▶ EXERCISE BRIEF: In the records below, begin at the line that has "box: [233, 726, 417, 949]" and stop after the line that has "positive clicks: (1534, 224)"; quote those lines verbatim and nothing more.

DATA FOR THIS EXERCISE START

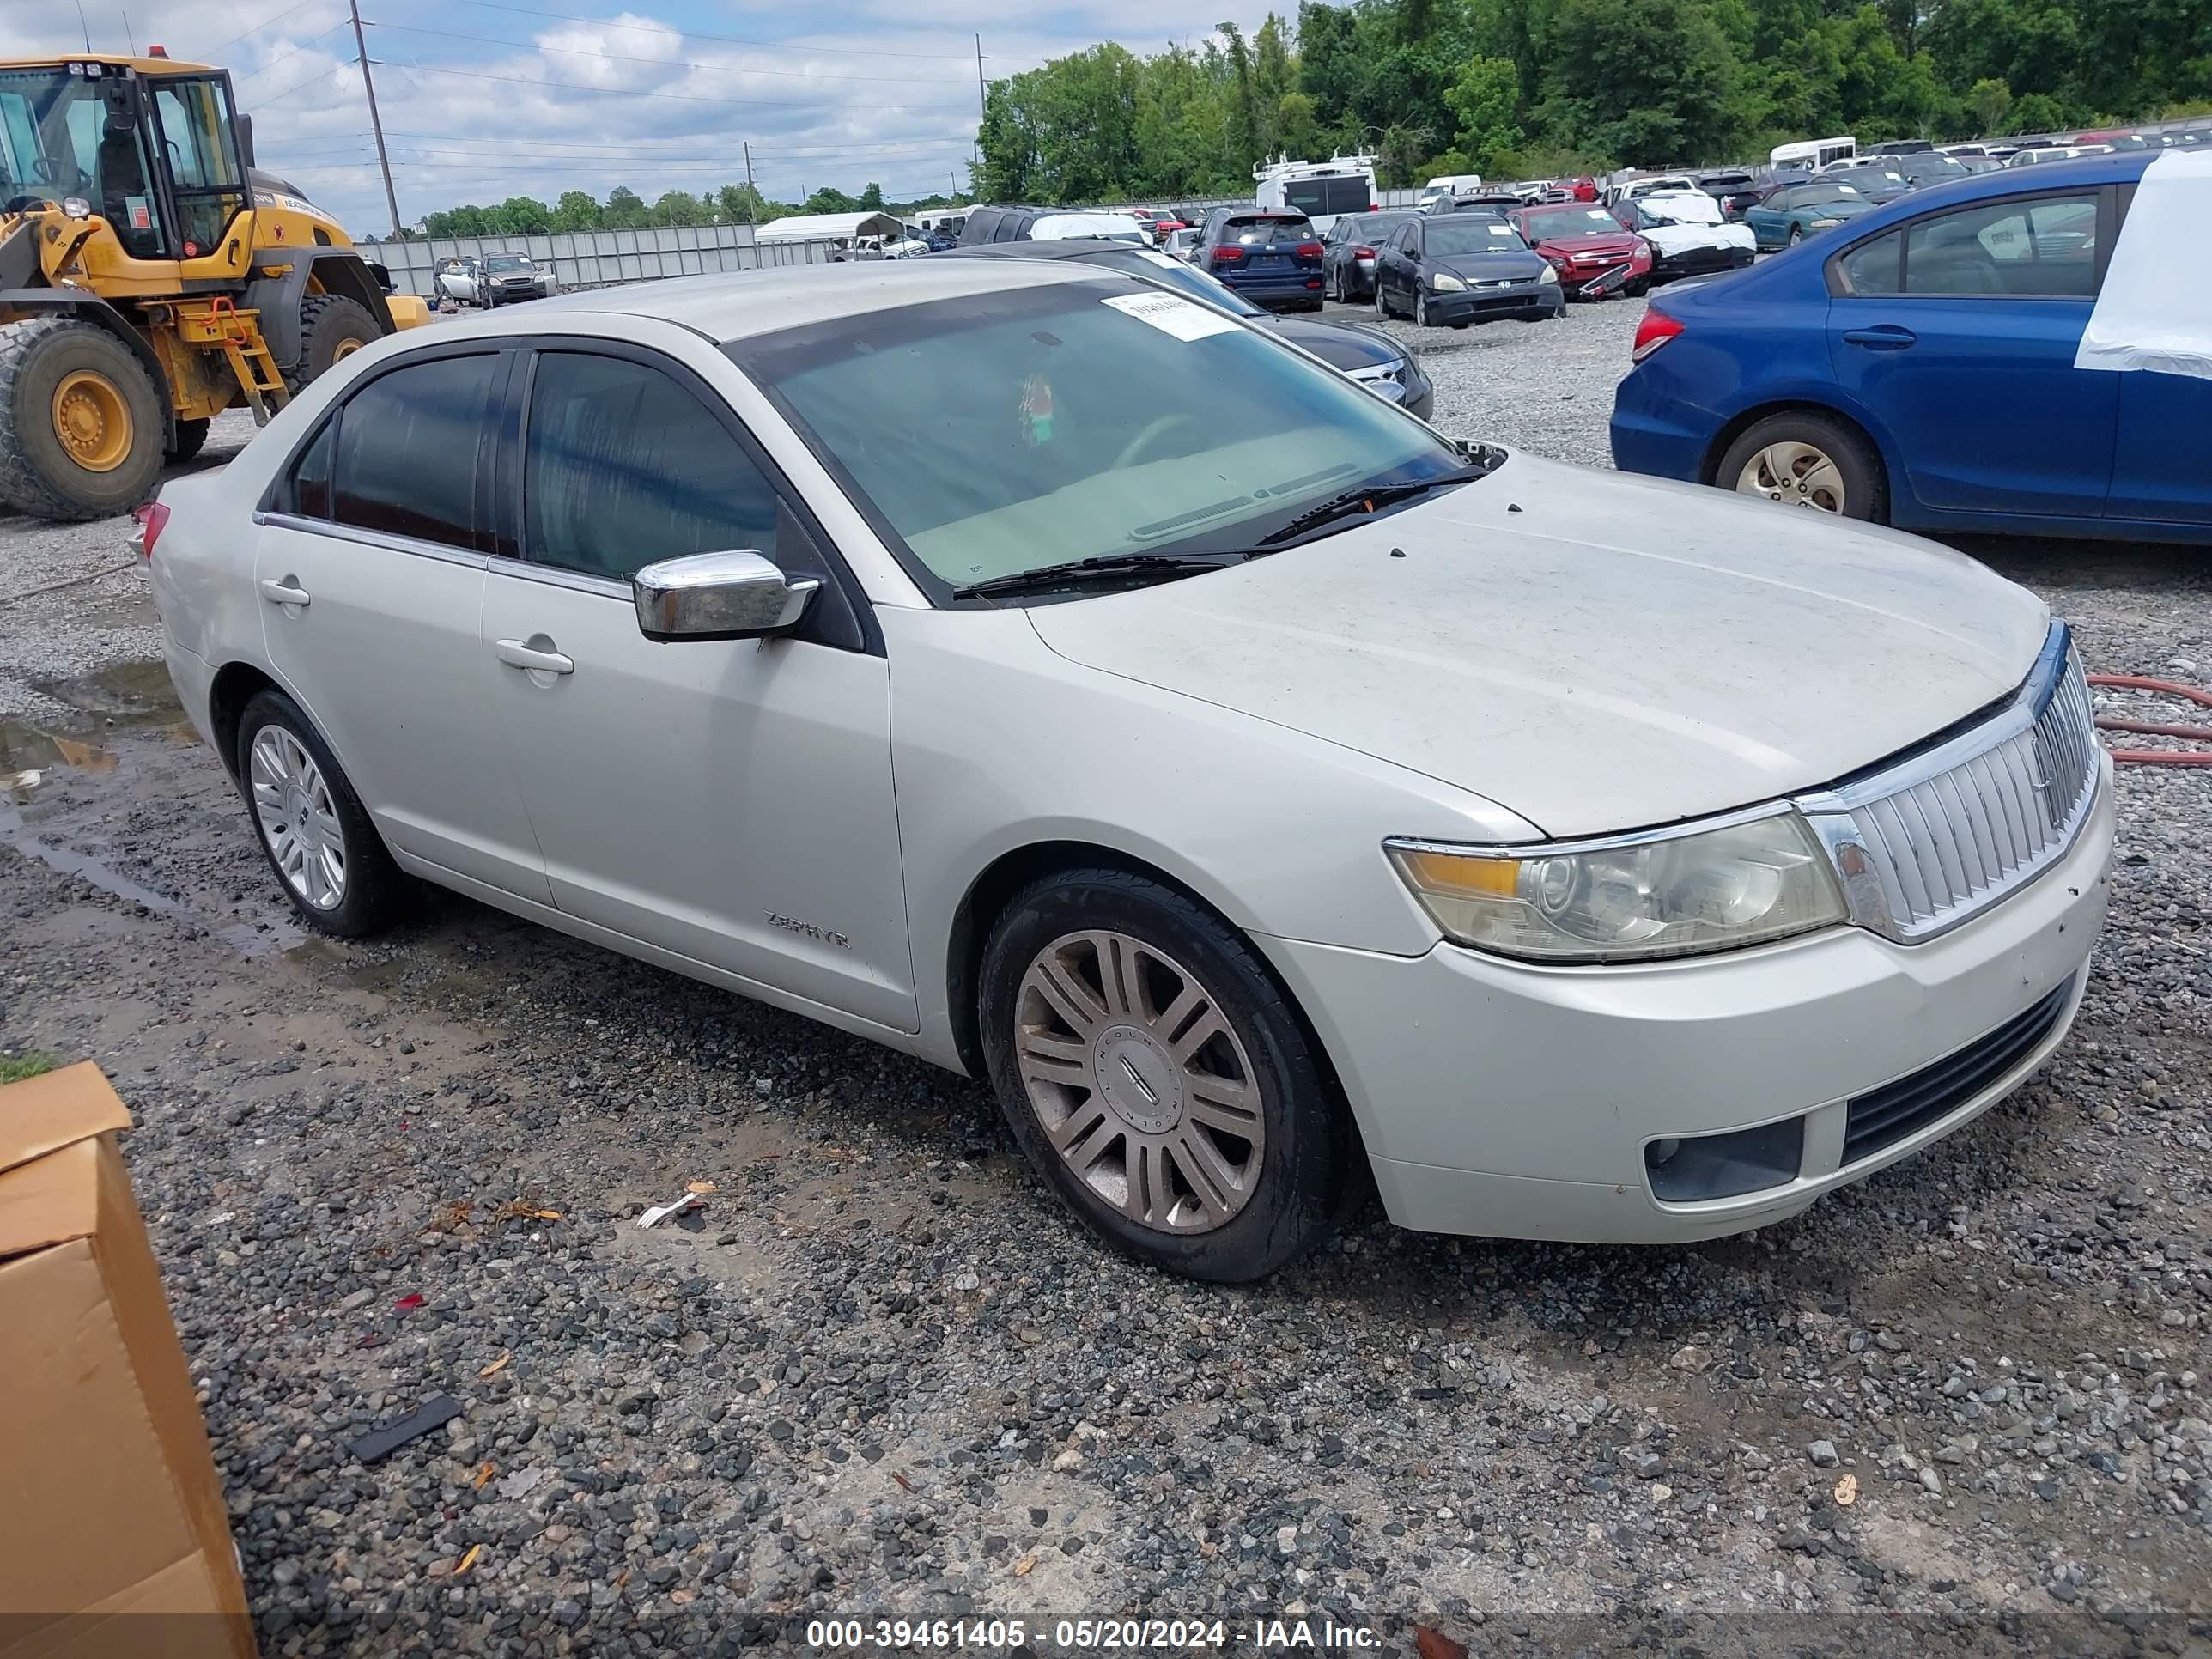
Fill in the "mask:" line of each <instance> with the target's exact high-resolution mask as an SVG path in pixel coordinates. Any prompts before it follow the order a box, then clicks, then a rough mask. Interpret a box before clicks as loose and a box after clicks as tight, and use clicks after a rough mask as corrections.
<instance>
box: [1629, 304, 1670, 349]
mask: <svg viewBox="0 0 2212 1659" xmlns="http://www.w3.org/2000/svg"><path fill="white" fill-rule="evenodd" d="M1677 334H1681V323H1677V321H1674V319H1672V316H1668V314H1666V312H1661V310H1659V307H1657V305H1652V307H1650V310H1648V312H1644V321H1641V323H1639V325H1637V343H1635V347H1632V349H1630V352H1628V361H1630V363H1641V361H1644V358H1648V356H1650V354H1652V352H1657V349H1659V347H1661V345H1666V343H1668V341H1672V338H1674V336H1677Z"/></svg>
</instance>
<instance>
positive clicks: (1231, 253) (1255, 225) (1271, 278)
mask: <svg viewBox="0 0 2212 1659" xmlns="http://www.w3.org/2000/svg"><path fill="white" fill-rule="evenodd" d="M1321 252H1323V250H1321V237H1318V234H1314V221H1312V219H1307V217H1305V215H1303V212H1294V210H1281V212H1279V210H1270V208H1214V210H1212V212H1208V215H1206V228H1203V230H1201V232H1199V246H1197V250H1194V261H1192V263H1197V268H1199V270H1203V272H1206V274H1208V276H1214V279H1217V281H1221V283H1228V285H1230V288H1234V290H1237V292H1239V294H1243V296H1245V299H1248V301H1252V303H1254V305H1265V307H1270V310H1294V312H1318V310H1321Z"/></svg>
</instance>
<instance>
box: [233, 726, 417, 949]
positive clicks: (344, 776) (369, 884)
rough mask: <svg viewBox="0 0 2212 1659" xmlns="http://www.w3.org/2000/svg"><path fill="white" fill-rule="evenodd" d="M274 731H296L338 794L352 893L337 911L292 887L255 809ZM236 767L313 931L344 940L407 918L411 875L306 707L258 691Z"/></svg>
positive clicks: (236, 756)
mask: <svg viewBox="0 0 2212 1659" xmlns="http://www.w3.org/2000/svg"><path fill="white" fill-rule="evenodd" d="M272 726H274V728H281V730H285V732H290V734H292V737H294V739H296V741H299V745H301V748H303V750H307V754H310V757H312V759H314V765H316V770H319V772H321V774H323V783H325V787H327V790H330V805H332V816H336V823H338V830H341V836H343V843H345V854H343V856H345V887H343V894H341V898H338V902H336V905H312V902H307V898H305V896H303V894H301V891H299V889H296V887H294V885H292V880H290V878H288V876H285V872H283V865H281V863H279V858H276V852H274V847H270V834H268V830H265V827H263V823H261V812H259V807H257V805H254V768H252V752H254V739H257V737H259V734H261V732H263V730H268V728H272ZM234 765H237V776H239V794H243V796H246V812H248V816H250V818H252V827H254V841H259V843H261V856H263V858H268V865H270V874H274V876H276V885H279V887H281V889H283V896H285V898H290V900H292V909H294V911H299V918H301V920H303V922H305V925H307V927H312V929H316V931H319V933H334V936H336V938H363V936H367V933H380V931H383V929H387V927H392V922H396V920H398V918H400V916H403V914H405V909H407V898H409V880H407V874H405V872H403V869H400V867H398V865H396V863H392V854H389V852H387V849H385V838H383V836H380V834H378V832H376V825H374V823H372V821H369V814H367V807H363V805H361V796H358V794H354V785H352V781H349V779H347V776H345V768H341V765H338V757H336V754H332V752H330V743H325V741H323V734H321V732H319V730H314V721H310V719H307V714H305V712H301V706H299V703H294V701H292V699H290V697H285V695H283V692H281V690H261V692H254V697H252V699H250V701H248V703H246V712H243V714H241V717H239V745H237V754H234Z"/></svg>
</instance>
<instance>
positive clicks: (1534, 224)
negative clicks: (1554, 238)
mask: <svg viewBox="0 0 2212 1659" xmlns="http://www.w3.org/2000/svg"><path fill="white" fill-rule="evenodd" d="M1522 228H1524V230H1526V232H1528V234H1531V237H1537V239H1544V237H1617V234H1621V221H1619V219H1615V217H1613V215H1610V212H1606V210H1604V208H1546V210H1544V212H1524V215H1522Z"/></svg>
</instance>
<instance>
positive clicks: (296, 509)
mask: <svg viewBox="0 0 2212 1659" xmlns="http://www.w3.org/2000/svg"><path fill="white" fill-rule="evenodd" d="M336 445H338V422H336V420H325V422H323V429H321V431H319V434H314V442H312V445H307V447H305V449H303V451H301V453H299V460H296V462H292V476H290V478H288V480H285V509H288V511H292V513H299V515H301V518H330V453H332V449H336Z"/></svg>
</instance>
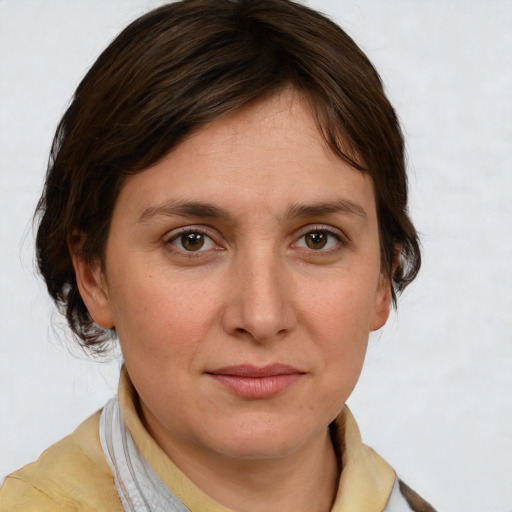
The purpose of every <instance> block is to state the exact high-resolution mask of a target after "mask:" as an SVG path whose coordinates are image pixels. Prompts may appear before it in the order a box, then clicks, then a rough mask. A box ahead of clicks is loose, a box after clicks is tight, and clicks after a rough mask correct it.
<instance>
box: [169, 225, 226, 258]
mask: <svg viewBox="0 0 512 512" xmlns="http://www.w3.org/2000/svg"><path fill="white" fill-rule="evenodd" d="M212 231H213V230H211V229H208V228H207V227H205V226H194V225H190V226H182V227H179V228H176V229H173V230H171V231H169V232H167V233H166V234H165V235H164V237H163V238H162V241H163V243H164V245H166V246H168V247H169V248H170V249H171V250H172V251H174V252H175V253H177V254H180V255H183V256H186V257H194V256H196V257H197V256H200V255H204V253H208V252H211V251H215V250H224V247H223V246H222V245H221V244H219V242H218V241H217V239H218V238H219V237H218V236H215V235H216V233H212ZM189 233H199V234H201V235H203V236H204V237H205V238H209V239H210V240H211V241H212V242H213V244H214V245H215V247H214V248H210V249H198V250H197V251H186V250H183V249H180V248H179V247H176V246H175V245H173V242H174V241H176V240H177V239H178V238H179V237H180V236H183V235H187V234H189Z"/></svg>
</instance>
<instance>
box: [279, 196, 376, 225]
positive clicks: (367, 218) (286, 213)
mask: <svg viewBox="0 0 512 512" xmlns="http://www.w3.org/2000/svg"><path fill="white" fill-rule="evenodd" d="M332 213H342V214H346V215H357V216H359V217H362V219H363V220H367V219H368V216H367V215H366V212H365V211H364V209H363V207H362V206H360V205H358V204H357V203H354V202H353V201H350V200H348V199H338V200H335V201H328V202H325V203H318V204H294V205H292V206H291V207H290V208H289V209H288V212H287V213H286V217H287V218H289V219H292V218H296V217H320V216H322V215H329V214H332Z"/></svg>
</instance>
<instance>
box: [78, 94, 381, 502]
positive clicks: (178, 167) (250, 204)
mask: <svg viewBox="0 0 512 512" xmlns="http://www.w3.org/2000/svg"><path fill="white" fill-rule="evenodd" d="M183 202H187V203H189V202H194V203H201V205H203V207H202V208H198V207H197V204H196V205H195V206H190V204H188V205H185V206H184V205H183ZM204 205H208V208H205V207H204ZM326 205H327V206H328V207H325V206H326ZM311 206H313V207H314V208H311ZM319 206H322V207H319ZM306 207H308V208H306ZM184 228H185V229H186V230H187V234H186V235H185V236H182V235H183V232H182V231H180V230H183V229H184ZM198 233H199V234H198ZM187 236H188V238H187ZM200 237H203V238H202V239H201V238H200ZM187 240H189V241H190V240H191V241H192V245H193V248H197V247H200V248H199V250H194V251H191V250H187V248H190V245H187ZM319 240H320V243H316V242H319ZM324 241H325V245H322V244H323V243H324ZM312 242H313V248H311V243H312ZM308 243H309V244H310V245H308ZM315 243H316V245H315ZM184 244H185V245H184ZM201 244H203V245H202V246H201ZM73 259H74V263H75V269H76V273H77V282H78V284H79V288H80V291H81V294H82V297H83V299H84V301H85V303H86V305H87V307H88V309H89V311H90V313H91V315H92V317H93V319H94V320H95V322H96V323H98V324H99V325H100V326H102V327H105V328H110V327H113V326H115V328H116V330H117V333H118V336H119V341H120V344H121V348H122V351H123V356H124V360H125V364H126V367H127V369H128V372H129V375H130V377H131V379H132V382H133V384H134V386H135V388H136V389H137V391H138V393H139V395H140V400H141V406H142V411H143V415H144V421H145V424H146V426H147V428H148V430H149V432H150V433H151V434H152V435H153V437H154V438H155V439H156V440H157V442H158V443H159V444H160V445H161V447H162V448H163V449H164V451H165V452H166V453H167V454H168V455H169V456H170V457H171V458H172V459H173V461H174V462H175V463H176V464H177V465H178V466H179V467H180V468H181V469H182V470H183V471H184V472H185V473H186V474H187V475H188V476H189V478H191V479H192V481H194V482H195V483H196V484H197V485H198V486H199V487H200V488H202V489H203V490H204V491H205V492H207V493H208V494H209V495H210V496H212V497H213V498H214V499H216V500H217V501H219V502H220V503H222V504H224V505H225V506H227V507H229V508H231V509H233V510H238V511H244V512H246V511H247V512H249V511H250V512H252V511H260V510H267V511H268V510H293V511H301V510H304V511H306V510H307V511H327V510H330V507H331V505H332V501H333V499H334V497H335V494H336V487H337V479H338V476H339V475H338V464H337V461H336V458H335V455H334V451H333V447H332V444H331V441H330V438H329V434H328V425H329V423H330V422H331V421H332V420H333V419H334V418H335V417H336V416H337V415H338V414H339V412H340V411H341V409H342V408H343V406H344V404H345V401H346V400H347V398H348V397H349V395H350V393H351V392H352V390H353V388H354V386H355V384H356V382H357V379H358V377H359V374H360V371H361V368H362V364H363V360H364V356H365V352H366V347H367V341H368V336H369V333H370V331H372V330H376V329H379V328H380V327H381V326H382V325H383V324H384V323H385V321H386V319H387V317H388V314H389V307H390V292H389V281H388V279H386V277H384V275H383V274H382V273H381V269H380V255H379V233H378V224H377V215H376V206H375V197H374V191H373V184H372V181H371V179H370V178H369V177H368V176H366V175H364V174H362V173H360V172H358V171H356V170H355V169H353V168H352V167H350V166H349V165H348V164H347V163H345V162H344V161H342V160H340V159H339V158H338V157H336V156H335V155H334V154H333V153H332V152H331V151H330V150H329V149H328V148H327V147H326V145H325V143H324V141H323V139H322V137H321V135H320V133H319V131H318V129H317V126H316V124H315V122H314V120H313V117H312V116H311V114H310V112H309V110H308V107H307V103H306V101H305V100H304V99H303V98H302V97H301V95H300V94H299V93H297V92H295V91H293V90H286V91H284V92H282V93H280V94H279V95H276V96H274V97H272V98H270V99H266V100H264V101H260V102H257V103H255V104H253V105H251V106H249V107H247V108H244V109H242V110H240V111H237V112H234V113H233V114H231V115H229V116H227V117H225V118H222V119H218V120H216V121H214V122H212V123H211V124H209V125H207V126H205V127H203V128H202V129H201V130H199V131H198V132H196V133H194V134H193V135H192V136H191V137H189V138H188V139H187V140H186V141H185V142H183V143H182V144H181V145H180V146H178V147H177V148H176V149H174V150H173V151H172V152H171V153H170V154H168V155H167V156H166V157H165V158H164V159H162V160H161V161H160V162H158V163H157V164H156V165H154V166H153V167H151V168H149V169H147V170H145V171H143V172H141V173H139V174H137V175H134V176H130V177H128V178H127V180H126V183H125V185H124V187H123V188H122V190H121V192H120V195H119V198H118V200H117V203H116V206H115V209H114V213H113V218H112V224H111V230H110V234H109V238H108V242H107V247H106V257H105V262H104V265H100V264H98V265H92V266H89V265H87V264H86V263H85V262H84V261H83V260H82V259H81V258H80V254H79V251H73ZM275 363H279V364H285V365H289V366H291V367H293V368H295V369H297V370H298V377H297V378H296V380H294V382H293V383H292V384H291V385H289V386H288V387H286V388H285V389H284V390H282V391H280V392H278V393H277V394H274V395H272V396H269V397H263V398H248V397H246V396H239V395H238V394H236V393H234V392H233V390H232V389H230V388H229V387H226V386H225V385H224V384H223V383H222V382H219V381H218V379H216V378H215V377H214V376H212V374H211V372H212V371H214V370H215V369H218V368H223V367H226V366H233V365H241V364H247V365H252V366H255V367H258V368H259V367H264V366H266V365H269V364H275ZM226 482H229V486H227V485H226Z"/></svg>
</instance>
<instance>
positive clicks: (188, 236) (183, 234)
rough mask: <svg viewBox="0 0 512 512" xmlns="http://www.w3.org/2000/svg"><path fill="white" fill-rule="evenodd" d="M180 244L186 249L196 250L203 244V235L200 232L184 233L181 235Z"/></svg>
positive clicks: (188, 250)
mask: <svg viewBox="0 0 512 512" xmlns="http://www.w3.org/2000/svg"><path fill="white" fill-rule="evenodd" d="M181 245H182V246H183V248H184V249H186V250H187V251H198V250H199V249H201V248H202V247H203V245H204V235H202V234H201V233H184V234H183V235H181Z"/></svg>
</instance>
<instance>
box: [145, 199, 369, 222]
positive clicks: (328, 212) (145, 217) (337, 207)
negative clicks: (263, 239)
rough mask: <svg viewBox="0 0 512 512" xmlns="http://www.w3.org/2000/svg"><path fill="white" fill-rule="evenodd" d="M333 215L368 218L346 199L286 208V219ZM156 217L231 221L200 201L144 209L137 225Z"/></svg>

DATA FOR THIS EXERCISE END

▶ SOLUTION FOR THIS TASK:
box: [233, 726, 417, 949]
positive clicks: (344, 776) (369, 884)
rough mask: <svg viewBox="0 0 2212 1659" xmlns="http://www.w3.org/2000/svg"><path fill="white" fill-rule="evenodd" d="M274 731H296L338 794L352 893L337 911L292 887L255 809ZM236 767L313 931L344 940L407 918L411 875L306 707L258 691Z"/></svg>
positive clicks: (236, 756)
mask: <svg viewBox="0 0 2212 1659" xmlns="http://www.w3.org/2000/svg"><path fill="white" fill-rule="evenodd" d="M272 726H274V728H281V730H285V732H290V734H292V737H294V739H296V741H299V745H301V748H303V750H307V754H310V757H312V759H314V765H316V770H319V772H321V774H323V783H325V787H327V790H330V805H332V816H336V823H338V830H341V836H343V843H345V854H343V856H345V887H343V894H341V898H338V902H336V905H312V902H307V898H305V896H303V894H301V891H299V889H296V887H294V885H292V880H290V878H288V876H285V872H283V865H281V863H279V858H276V852H274V847H270V834H268V830H265V827H263V823H261V812H259V807H257V805H254V768H252V752H254V739H257V737H259V734H261V732H263V730H268V728H272ZM234 765H237V776H239V794H243V796H246V812H248V816H250V818H252V827H254V841H259V843H261V856H263V858H268V865H270V874H274V876H276V885H279V887H281V889H283V896H285V898H290V900H292V909H294V911H299V918H301V920H303V922H305V925H307V927H312V929H316V931H319V933H334V936H336V938H363V936H367V933H380V931H383V929H387V927H392V922H396V920H398V918H400V916H403V914H405V909H407V898H409V880H407V874H405V872H403V869H400V867H398V865H396V863H392V854H389V852H387V849H385V838H383V836H380V834H378V832H376V825H374V823H372V821H369V814H367V807H363V805H361V796H358V794H354V785H352V781H349V779H347V776H345V768H341V765H338V757H336V754H332V752H330V743H325V741H323V734H321V732H319V730H314V721H310V719H307V714H305V712H301V706H299V703H294V701H292V699H290V697H285V695H283V692H281V690H261V692H254V697H252V699H250V701H248V703H246V712H243V714H241V717H239V745H237V754H234Z"/></svg>
</instance>
<instance>
positive clicks: (1534, 224)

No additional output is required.